--- MATERIAL FOR THE TASK ---

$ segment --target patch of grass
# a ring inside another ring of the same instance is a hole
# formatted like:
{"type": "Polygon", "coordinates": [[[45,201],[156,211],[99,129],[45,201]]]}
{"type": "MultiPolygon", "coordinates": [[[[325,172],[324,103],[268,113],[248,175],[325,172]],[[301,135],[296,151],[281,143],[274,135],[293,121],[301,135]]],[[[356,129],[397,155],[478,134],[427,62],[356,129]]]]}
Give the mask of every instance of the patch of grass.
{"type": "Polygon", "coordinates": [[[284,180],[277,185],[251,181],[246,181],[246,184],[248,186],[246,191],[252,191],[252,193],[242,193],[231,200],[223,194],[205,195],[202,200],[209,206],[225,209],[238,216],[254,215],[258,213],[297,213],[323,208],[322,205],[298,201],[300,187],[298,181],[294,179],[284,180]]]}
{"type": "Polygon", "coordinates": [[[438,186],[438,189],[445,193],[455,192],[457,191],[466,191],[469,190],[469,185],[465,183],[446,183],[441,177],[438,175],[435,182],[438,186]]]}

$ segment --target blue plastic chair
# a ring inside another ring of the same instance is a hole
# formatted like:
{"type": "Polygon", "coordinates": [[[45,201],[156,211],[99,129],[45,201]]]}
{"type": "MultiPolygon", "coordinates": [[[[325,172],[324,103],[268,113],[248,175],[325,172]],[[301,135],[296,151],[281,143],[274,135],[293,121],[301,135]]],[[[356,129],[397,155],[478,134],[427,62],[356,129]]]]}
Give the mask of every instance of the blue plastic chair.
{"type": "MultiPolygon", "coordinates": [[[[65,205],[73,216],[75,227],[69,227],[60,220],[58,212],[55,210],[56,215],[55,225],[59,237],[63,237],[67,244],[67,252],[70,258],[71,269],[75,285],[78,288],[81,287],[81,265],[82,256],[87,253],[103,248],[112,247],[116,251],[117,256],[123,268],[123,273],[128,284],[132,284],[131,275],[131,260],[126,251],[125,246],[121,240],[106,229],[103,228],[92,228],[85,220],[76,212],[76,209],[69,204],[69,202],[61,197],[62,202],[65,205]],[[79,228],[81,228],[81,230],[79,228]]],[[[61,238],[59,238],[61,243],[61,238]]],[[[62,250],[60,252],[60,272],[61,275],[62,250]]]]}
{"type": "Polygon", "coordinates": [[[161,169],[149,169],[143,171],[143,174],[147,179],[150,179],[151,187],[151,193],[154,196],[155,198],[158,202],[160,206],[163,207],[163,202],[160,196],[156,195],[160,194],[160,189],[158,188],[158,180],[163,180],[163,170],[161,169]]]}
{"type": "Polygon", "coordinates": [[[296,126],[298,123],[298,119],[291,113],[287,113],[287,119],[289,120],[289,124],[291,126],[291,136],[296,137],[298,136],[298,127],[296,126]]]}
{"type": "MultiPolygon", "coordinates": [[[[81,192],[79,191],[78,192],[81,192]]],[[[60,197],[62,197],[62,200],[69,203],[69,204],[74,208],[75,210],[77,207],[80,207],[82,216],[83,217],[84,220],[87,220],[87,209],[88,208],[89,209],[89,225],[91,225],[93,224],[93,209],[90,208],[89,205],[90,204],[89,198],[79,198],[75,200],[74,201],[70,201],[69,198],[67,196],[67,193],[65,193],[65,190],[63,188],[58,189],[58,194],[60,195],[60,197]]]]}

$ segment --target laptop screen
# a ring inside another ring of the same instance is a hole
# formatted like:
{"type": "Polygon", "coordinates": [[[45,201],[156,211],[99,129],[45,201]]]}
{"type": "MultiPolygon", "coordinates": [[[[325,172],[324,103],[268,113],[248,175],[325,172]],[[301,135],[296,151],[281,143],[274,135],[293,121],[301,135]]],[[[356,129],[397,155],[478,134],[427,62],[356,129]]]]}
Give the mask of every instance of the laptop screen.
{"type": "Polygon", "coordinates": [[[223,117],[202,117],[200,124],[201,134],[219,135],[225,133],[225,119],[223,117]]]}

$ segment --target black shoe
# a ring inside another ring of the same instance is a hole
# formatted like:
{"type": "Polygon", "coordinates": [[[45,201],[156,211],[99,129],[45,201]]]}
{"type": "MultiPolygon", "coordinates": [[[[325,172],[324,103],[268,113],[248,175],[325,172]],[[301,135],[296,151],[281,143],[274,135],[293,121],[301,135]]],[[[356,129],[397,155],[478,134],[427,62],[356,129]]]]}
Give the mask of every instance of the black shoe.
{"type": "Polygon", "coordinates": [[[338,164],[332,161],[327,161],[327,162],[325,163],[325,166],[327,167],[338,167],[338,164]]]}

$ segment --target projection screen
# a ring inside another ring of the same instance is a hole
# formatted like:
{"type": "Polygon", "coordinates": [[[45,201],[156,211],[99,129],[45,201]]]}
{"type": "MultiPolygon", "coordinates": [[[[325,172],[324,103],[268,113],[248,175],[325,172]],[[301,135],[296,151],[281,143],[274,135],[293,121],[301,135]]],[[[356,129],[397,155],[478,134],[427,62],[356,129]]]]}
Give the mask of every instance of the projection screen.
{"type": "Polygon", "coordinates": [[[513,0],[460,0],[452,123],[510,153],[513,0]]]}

---

- **WHAT IS REQUIRED**: Render the stretch from the line that contains "--target blue plastic chair" through the line that contains "Give the mask of every instance of the blue", both ends included, as a Markdown table with the columns Row and Text. Number each line in Row and skip any blank lines.

- **ANSWER BELOW**:
| Row | Text |
|---|---|
| 1 | $ segment --target blue plastic chair |
| 2 | # a ring inside another ring of the same instance is a hole |
| 3 | # formatted like: |
| 4 | {"type": "Polygon", "coordinates": [[[45,201],[156,211],[99,129],[45,201]]]} |
| 5 | {"type": "MultiPolygon", "coordinates": [[[[325,172],[324,103],[268,113],[248,175],[325,172]],[[301,135],[296,151],[281,143],[274,135],[293,121],[301,135]]],[[[356,129],[397,155],[478,134],[427,62],[356,129]]]]} |
| 6 | Give the mask of every instance of the blue plastic chair. |